**Source text**.
Less than a week removed from making headlines for a ski lift incident that left seven people injured, Sugarloaf was once again in the news, this time for all the right reasons.

Some of the country’s best skiers flocked to Sugarloaf, looking to tackle Narrow Gauge and take home a national title. 

While some big names were missing, many more made the trip after completing their World Cup tour overseas. Among those in attendance were Lindsey Vonn, Mikaela Shiffrin, Stacey Cook, Steve Nyman, Andrew Weibrecht and David Chodounsky. 

Vonn may only have been a forerunner for the women’s giant slalom, but she became the most sought after forerunner in the sport’s history as she was swarmed by fans of all ages hoping to either snap a photo or get an autograph from the seven-time World Cup downhill champion and Olympic gold medalist. 

Those who competed? They dazzled the crowd, which grew larger as the week continued. There were even a few surprises. Drew Duffy shocked everyone on the first day as he started 30th and finished first in 1 minute, 19.73 seconds, besting 13 members of the U.S. ski team in the process in the men’s super-G. 

The U.S. Ski team would have plenty of moments in the sun and on the podium, beginning with Alice McKennis winning the women’s super-G by one-tenth-of-a-second over Canada’s Valerie Grenier. The U.S. Ski team placed five skiers in the top eight in the event.

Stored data
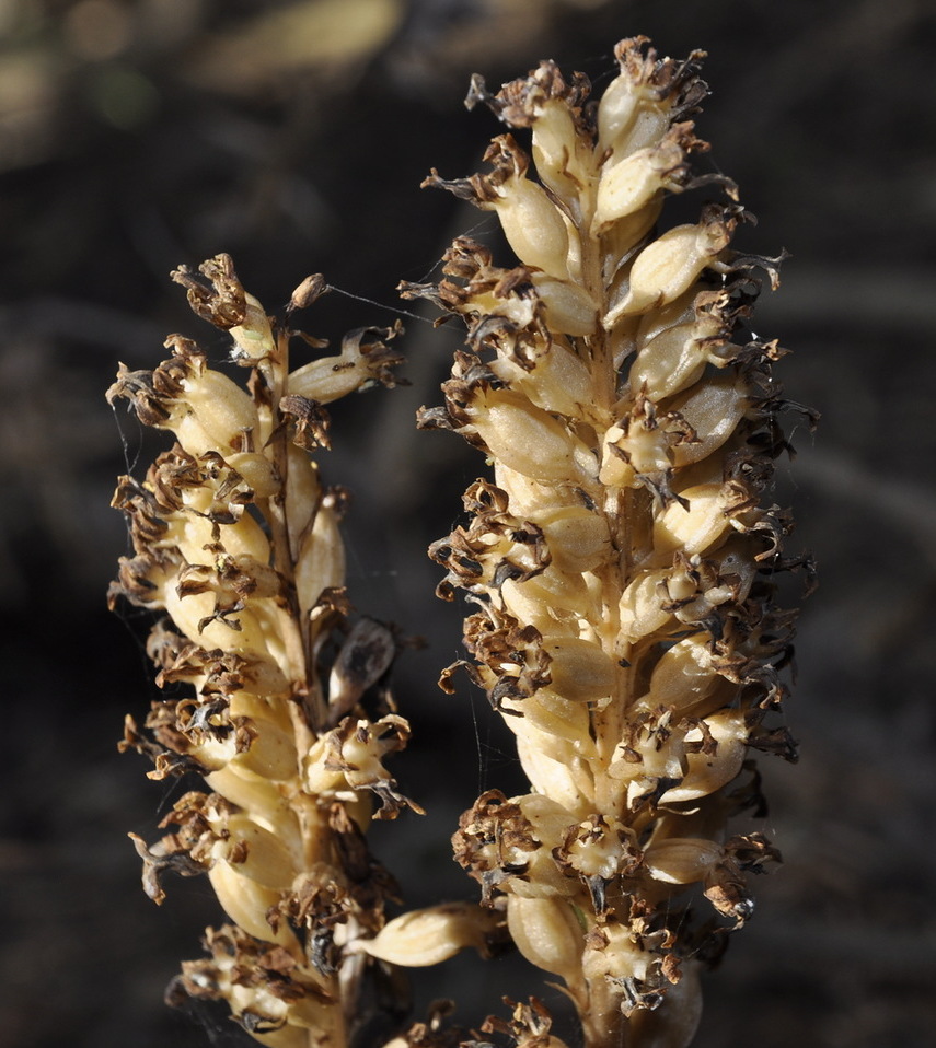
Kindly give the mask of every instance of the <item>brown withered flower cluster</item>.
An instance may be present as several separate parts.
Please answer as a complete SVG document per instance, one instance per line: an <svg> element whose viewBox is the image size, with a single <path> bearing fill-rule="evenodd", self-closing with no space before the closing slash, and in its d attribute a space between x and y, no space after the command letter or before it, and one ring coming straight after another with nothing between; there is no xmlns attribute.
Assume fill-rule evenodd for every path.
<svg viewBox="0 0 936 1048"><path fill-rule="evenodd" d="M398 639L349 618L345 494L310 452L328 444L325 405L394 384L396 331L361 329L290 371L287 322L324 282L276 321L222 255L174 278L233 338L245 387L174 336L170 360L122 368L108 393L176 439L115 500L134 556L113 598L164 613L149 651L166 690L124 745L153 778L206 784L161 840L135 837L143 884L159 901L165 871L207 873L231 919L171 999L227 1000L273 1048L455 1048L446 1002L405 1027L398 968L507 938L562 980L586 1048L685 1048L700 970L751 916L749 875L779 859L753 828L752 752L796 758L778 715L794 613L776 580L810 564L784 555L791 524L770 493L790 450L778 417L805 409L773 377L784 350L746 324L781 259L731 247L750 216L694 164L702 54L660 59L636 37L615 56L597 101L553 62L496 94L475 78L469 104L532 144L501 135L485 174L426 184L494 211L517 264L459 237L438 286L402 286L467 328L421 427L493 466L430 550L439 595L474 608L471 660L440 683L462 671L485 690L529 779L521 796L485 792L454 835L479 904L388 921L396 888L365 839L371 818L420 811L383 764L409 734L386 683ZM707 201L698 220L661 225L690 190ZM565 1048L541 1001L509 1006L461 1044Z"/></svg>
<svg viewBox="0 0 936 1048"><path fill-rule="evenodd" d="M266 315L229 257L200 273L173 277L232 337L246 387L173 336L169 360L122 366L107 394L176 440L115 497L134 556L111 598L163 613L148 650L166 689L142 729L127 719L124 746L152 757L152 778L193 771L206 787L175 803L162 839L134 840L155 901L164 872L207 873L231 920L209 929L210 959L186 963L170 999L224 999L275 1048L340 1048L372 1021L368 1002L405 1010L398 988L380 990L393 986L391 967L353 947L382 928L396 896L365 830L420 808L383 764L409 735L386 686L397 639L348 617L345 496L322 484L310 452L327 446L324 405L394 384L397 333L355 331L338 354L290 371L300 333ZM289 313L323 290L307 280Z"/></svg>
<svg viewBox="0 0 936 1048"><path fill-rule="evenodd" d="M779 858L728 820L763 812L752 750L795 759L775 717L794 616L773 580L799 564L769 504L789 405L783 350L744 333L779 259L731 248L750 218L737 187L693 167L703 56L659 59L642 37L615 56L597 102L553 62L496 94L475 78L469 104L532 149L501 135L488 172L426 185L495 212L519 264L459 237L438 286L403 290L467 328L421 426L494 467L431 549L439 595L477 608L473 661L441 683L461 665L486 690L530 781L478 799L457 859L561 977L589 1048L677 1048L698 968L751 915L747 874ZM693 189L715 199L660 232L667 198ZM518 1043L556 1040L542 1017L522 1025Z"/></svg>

**Study questions**.
1/ Which skiers does the Sugarloaf skiing article name as being among those in attendance? List every one.
2/ Write the next few sentences of the Sugarloaf skiing article, picking up after its final sentence.
The stored data has no connection to the Sugarloaf skiing article.

**Answers by task**.
1/ Lindsey Vonn, Mikaela Shiffrin, Stacey Cook, Steve Nyman, Andrew Weibrecht, David Chodounsky

2/
Speaking of sun, Mother Nature couldn’t have been kinder to Sugarloaf. All five days and six events went off without a hitch, most taking place under blue skies and temperatures in the high 30s to low 40s. The only hiccup in the weather affected the Opening Ceremonies, pushing back the Parade of Athletes and firework display a mere 24 hours due to rain. 

Saturday seemed to be — judging by the vast turnout at the finish line of the women’s slalom — the day everyone was anticipating. It was the day Mikaela Shiffrin made her Sugarloaf debut.

And she didn’t disappoint.

The Olympic gold medalist and three-time defending World Cup slalom champion ran away with the slalom title, posting two nearly flawless runs. Shiffrin’s time of 1:33.02 bested second place by more than four seconds, the largest margin of victory of the week by a landslide. 

Shiffrin, like Vonn and many of the athletes in attendance, spent most of their week signing autographs and mingling with fans. A scheduled 45-minute autograph session Thursday went nearly twice as long as the line of fans hoping to meet their role models snaked around the inside of the base lodge, starting on the top floor and stretching all the way to the first floor entrance. 

The 2015 U.S. Alpine Championships served as a final goodbye for some athletes. Ben Morse, a Carrabassett Valley native and Carrabassett Valley Academy alum, called it a career on the mountain he’s skied countless times before. He finished 10th in his final race.

Hailey Duke decided to hang up the skis as well after a few years skiing as an independent. Duke’s career was all about overcoming adversity, as she had brain surgery in February 2013 to remove a benign tumor on her pituitary gland. A year later she was back skiing on the World Cup tour and qualified for the World Championships in 2015. Duke ended her skiing career with a fourth-place finish in the women’s slalom on Saturday. 

No athlete had a more enjoyable week than Sam Morse. Sam, Ben’s younger brother and also a CVA graduate, always had a smile on his face as he competed in the super-G, giant slalom and slalom in front of his hometown fans, who cheered every time his name was mentioned. Whether he finished 26th in the super-G, 31st in the giant slalom or 14th in the slalom, Sam Morse had the same smile on his face, signing autographs for young fans at the finish line and posing for photos.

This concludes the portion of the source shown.